_WHAT IS REQUIRED:_ Pick out the lines below that include the string "tree".

[[ EXTRACTED INFORMATION, beginning ]]

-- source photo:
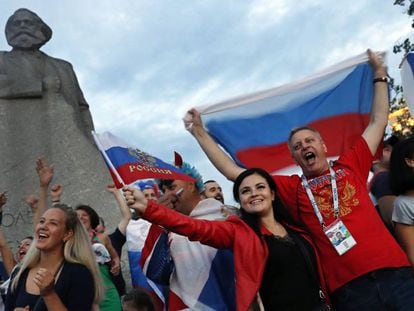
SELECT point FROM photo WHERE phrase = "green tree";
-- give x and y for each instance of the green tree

[[ EXTRACTED INFORMATION, end ]]
[[ EXTRACTED INFORMATION, beginning ]]

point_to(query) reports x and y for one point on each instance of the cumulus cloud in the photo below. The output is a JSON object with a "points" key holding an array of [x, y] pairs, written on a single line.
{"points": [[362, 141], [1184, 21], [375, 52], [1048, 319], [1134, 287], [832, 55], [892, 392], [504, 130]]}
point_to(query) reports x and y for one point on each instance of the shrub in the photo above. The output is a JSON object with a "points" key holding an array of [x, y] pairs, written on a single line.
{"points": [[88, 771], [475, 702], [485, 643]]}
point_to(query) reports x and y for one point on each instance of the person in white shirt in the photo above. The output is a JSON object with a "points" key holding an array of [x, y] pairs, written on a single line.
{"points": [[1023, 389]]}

[[ EXTRACTED INFORMATION, end ]]

_REPLY TO THE TASK:_
SELECT point FROM photo WHERE phrase = "green tree";
-- give x and y for each instance of the green tree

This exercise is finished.